→ EXERCISE INSTRUCTIONS
**A)** In the passage on the English translation of Ma'ariful-Qur'an, from which verse did Prof. Muhammad Shamim begin his work?
**B)** Continue the passage on the English translation of Ma'ariful-Qur'an from the point where it stops.

→ TEXT SECTION
▼
Prof. Askari passed away in 1977, and due to my overwhelming occupations during the next 12 years, I could not find out a suitable person to substitute him. It was in 1989, that Prof. Muhammad Shamim offered his services to resume the translation from where Prof Askari had left it. I found in him the same sincerity, commitment and devotion I had experienced in the late Professor. Moreover, he had decided to devote the rest of his life to the service of the Holy Qur’an without any financial benefit. Here again I tried my best to persuade him to accept some kind of honorarium, but it was in vain. He started his work from the Verse 158 of Surah al-Baqarah and has now completed the translation of the first two volumes of the original Ma’ariful-Qur’an and is working on the third volume. (Now five volumes have been produced and work is going on the remaining three volumes.)
Both Prof. Muhammad Hasan Askari and Prof. Muhammad Shamim have insisted that their translations must be revised by me from the religious point of view. For this purpose, I have gone through the typescript of the translations of both of them and suggested some amendments where it was necessary.
The translation of Prof. Askari had been started at a time when the esteemed author of Ma’ariful-Qur’an was still alive. We were fortunate to receive some guidelines from the author himself. He had advised the translators not to be too literal in translation to sacrifice the natural flow of the text. Moreover, he had emphasized that while rendering his book into English, the requirements of English readership must be kept in mind. Some discussions may be dispensed with. Similarly, many paragraphs may be condensed in the English version in order to avoid repetition.
▲
→ MATERIAL SUPPLIED
▼
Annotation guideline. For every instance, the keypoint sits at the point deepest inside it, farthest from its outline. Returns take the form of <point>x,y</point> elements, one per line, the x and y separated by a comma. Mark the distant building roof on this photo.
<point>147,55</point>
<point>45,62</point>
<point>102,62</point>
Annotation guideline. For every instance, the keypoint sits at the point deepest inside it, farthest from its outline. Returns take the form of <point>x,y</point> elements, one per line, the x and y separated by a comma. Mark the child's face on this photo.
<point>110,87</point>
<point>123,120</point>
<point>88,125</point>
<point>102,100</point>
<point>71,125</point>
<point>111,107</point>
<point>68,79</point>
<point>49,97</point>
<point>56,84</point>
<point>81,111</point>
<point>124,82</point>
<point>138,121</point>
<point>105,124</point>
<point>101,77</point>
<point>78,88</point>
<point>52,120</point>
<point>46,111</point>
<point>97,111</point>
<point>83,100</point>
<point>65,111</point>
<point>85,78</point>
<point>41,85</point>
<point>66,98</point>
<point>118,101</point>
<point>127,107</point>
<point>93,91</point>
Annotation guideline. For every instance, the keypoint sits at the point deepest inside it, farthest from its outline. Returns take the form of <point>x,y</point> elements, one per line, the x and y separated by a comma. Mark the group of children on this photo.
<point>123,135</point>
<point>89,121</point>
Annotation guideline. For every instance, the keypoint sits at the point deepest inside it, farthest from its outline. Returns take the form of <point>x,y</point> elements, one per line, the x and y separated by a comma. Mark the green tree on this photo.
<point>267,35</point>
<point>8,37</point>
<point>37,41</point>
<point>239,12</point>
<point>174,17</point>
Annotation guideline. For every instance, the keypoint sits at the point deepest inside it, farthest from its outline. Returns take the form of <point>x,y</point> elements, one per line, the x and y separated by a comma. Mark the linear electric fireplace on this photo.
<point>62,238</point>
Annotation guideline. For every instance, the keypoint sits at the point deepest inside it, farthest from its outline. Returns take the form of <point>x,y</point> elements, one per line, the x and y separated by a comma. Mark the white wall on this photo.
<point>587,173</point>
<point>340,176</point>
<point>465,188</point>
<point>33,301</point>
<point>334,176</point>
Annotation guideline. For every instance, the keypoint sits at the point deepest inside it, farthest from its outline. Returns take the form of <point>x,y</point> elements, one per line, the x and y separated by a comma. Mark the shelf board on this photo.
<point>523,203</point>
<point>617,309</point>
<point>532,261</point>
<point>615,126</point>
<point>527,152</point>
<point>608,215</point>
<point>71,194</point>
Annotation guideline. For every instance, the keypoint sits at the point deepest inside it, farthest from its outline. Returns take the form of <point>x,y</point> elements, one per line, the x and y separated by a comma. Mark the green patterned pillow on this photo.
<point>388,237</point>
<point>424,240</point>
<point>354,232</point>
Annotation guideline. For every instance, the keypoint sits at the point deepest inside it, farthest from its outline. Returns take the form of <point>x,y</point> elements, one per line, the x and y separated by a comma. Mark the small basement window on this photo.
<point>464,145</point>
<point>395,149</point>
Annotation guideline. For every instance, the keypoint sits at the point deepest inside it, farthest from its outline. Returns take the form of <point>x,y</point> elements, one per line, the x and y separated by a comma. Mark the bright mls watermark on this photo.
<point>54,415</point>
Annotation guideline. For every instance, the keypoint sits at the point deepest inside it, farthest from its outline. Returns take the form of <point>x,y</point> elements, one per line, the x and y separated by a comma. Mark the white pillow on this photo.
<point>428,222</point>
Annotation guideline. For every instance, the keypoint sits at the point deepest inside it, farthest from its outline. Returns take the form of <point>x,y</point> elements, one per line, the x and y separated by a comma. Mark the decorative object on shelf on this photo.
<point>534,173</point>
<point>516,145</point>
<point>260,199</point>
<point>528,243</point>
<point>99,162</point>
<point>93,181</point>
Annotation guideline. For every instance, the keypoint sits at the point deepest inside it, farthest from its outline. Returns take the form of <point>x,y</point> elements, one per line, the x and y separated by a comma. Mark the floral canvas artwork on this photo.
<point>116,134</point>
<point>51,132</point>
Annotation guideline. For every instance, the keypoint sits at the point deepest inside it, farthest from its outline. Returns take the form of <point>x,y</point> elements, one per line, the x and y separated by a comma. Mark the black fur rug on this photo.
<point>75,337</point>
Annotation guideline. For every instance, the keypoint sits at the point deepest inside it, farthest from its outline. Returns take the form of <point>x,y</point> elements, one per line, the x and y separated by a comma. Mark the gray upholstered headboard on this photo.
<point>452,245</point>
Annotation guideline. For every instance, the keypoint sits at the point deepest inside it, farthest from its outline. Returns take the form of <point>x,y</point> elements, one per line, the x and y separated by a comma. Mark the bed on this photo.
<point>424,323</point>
▲
→ ANSWERS TO THE TASKS
**A)** Verse 158 of Surah al-Baqarah.

**B)**
The esteemed author had authorized me for suitable decisions in these matters. Both the learned translators, despite their earnest effort to reflect the original text as accurately as possible, have followed, in consultation with me, the said advices of the author himself. However they have never tried to sacrifice the original concept of the text for the beauty of language alone. Particularly, in the juristic discussions of the book, they have been very strict in the translation, lest some change in the style should creep in and distort the accurate connotation of the Islamic injunctions. In such places, the reader may feel some difficulty. However, a more concentrate reading can easily remove it.
Translation of the Holy Qur’an
The original Urdu Ma’ariful-Qur’an had not given a new translation of the Holy Qur’an itself. Rather, the esteemed author had adopted the Urdu translations of Maulana Mahmoodul-Hasan (Shaikhul-Hind) and Maulana Ashraf Ali Thanavi on which he based his commentary. While rendering the book into English, we had three options about the translation of the Holy Qur’an:
(a) To adopt any one of the already available English translations of the Holy Qur’an, like those of Arberry, Pickthall or Abdullah Yousuf Ali.
(b) To translate the Urdu translations used in the Ma’ariful-Quran into English.
(c) To provide a new translation of our own.
After a great deal of consideration and consultation, we elected to work on the third option, i.e. to prepare a new translation of the Holy Qur’an. The reasons behind this decision were manifold which need not be detailed here. In short, we wanted to prepare a translation, which may be closer to the Qur’anic text and easier to understand. For this purpose, we formed a committee with the following members:
1. Prof. Muhammad Shameem.
2. Mr. Muhammad Wali Raazi.
3. This humble writer.
This committee has accomplished the translation of the Holy Qur’an up to the Surah Yusuf and is still going on with this project.
The committee has all the famous available translations of the Holy text before it, and after a deep study of the relevant material found in the classical Arabic commentaries, lays down the new translation in as simple expressions as possible. While doing so, we have tried our best that the different possible interpretations of the Qur’anic text remain undisturbed, and the new translation accommodates as many of them as practicable. We have tried not to impose on our reader a particular interpretation where several interpretations were equally possible. However, where the translation could not accommodate more than one connotation, we have followed the one adopted by the majority of the classic commentators including Maulana Ashraf Ali Thanavi on whose translation the Ma’ariful-Qur’an is based.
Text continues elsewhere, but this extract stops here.